* [Data supplied]:
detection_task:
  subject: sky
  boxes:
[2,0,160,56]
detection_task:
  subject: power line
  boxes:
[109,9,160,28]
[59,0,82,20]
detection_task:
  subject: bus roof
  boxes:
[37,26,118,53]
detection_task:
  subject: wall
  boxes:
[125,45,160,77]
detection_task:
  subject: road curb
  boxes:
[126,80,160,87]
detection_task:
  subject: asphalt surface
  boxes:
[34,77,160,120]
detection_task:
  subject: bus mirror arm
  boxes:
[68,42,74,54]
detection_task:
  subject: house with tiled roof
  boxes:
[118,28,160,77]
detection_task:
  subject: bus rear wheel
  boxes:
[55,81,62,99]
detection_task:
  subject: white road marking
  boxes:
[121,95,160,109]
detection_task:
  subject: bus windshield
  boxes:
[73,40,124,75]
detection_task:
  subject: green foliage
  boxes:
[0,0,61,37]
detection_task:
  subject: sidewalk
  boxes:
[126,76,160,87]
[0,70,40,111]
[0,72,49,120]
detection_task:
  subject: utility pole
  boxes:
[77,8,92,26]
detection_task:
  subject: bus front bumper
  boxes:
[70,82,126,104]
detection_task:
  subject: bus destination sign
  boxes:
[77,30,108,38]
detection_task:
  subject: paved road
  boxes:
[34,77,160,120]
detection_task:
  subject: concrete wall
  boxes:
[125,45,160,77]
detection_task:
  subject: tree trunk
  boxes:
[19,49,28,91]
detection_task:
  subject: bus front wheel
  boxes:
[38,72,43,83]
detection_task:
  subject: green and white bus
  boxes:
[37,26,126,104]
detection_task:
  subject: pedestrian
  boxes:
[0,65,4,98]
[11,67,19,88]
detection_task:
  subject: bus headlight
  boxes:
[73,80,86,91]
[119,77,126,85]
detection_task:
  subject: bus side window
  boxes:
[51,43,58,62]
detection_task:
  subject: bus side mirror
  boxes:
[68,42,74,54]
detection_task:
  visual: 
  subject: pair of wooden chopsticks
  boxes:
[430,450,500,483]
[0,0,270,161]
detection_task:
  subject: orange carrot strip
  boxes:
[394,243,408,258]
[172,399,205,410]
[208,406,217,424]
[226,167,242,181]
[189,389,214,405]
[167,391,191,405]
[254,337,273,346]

* [Exercise aim]:
Please express every line of the rows above as a JSON list of strings, one string per line, leaving out blank lines.

* [Exercise output]:
[
  "detection_task:",
  "  subject: sky",
  "  boxes:",
  "[2,0,160,56]",
  "detection_task:",
  "  subject: power line",
  "  boxes:",
  "[109,9,160,28]",
  "[59,0,82,20]",
  "detection_task:",
  "  subject: bus roof",
  "  boxes:",
  "[37,26,118,53]",
  "detection_task:",
  "  subject: wall",
  "  boxes:",
  "[125,45,160,77]",
  "detection_task:",
  "  subject: road curb",
  "  boxes:",
  "[126,80,160,87]",
  "detection_task:",
  "  subject: asphalt surface",
  "  boxes:",
  "[34,77,160,120]",
  "detection_task:",
  "  subject: bus mirror arm",
  "  boxes:",
  "[68,42,74,54]",
  "detection_task:",
  "  subject: house with tiled roof",
  "  boxes:",
  "[118,28,160,77]",
  "detection_task:",
  "  subject: bus rear wheel",
  "  boxes:",
  "[55,81,62,99]",
  "detection_task:",
  "  subject: white road marking",
  "  boxes:",
  "[121,95,160,109]",
  "detection_task:",
  "  subject: bus windshield",
  "  boxes:",
  "[73,40,124,75]",
  "detection_task:",
  "  subject: green foliage",
  "  boxes:",
  "[0,0,61,37]",
  "detection_task:",
  "  subject: sidewalk",
  "  boxes:",
  "[126,76,160,87]",
  "[0,70,40,111]",
  "[0,72,49,120]",
  "detection_task:",
  "  subject: utility pole",
  "  boxes:",
  "[77,8,92,26]",
  "detection_task:",
  "  subject: bus front bumper",
  "  boxes:",
  "[70,82,126,104]",
  "detection_task:",
  "  subject: bus destination sign",
  "  boxes:",
  "[77,30,108,38]",
  "detection_task:",
  "  subject: paved road",
  "  boxes:",
  "[34,77,160,120]",
  "detection_task:",
  "  subject: concrete wall",
  "  boxes:",
  "[125,45,160,77]",
  "detection_task:",
  "  subject: tree trunk",
  "  boxes:",
  "[19,49,28,91]",
  "detection_task:",
  "  subject: bus front wheel",
  "  boxes:",
  "[38,72,43,83]",
  "detection_task:",
  "  subject: green and white bus",
  "  boxes:",
  "[37,26,126,104]",
  "detection_task:",
  "  subject: pedestrian",
  "  boxes:",
  "[0,65,4,98]",
  "[11,67,19,88]",
  "detection_task:",
  "  subject: bus headlight",
  "  boxes:",
  "[73,80,86,91]",
  "[119,77,126,85]",
  "detection_task:",
  "  subject: bus side window",
  "  boxes:",
  "[51,43,58,62]",
  "detection_task:",
  "  subject: bus side mirror",
  "  boxes:",
  "[68,42,74,54]",
  "detection_task:",
  "  visual: ",
  "  subject: pair of wooden chopsticks",
  "  boxes:",
  "[430,450,500,483]",
  "[0,0,270,161]",
  "detection_task:",
  "  subject: orange carrot strip",
  "  boxes:",
  "[394,243,408,258]",
  "[172,399,205,410]",
  "[208,406,217,424]",
  "[226,167,242,181]",
  "[189,389,214,405]",
  "[167,391,191,405]",
  "[254,337,273,346]"
]